### Extrait fourni
+ + + + + + +

Existe-t-il encore un cinéma syrien ? Même si, çà et là, des films syriens sortent sur les écrans – quelques longs métrages de fiction, toujours en coproduction – ou sont présentés dans des festivals, la question se pose dans un pays qui a été en proie à une terrible guerre menée par le régime dictatorial de Bachar Al-Assad contre son peuple à la suite du soulèvement pacifique de 2011. Le festival international du cinéma méditerranéen, ou Cinemed, a décidé de répondre à cette question lors de sa quarante-septième édition, qui s’ouvre le 17 octobre.
Chaque année, à côté de nombreuses programmations, le festival braque ses projecteurs sur la cinématographie d’un pays. Après avoir consacré en 2024 un focus sur le Maroc et ses jeunes cinéastes aux prises avec le pouvoir (une bonne intuition au vu des événements actuels), le Cinemed se tourne cette année vers les cinéastes syriens.
« Nous avons pris cette décision au moment de la chute du régime d’Assad, en décembre dernier, explique Christophe Leparc, directeur du Cinemed. Au début, pour établir notre programmation, nous pensions remonter loin dans le temps. Or, nous nous sommes aperçu que beaucoup de films intéressants, dans des genres différents, longs et courts métrages, documentaires et films d’animation, classiques ou expérimentaux, avaient été réalisés durant les cinq dernières années par de jeunes réalisateurs et réalisatrices. D’où la thématique que nous avons posée : “Le jeune cinéma syrien : état des lieux d’une reconstruction”. »
Dispersion
Afin d’être au plus près de la création cinématographique en train de se faire, le Cinemed a fait appel au collectif Al-Ayoun (« les yeux », en arabe), animé par deux jeunes réalisatrices syriennes installées en France, Diala Al Hindaoui et Sara Kontar. « Al-Ayoun est une plateforme créative destinée à mettre en relation les artistes syriens avec des projets divers : expositions, programmations de films, livres de photos », expliquent-elles.

+ + + + + + +

### Enregistrements

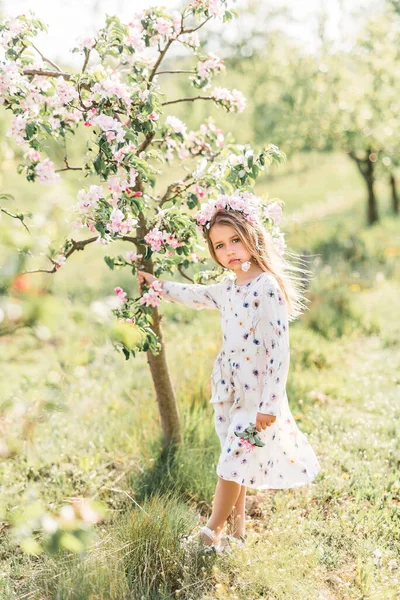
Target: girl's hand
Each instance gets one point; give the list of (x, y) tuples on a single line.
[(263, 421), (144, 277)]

+ + + + + + +

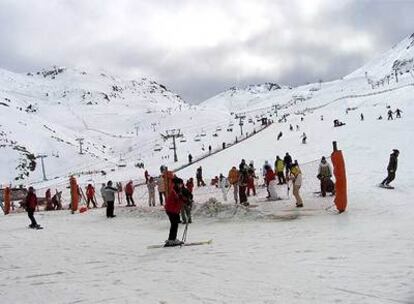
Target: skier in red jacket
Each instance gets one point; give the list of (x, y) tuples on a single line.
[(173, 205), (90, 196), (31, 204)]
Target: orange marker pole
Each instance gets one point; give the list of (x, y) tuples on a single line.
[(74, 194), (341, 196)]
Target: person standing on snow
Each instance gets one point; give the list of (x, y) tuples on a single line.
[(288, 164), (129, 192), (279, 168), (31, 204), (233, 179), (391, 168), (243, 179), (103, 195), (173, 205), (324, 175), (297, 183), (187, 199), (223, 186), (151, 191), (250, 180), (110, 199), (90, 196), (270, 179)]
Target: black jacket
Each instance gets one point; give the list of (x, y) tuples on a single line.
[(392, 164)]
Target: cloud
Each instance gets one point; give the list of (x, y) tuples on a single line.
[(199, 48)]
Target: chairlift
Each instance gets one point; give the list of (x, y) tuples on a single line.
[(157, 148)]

+ + + + + + +

### Vos tâches
[1] Traduisez en anglais la phrase suivante de l'extrait sur le cinéma syrien : « Chaque année, à côté de nombreuses programmations, le festival braque ses projecteurs sur la cinématographie d’un pays. »
[2] Reproduisez fidèlement le passage de l'extrait sur le cinéma syrien compris entre « Existe-t-il encore un » et « le 17 octobre. », ces deux bornes incluses.
[3] Les affirmations suivantes concordent-elles avec l'extrait sur le cinéma syrien ? Pour chacune, répondez par oui ou par non et citez les mots du texte qui permettent de trancher.
(a) Le Cinemed a consacré en 2024 un focus au Maroc.
(b) Le collectif Al-Ayoun est animé par trois réalisatrices.
(c) La quarante-septième édition du festival s’ouvre le 17 octobre.
Les enregistrements n'ont aucun rôle dans ce travail.

### Réponses
[1] Every year, alongside numerous programs, the festival turns its spotlight on the cinema of one country.

[2]
Existe-t-il encore un cinéma syrien ? Même si, çà et là, des films syriens sortent sur les écrans – quelques longs métrages de fiction, toujours en coproduction – ou sont présentés dans des festivals, la question se pose dans un pays qui a été en proie à une terrible guerre menée par le régime dictatorial de Bachar Al-Assad contre son peuple à la suite du soulèvement pacifique de 2011. Le festival international du cinéma méditerranéen, ou Cinemed, a décidé de répondre à cette question lors de sa quarante-septième édition, qui s’ouvre le 17 octobre.

[3]
(a) Oui : « Après avoir consacré en 2024 un focus sur le Maroc et ses jeunes cinéastes ».
(b) Non : « animé par deux jeunes réalisatrices syriennes installées en France ».
(c) Oui : « lors de sa quarante-septième édition, qui s’ouvre le 17 octobre ».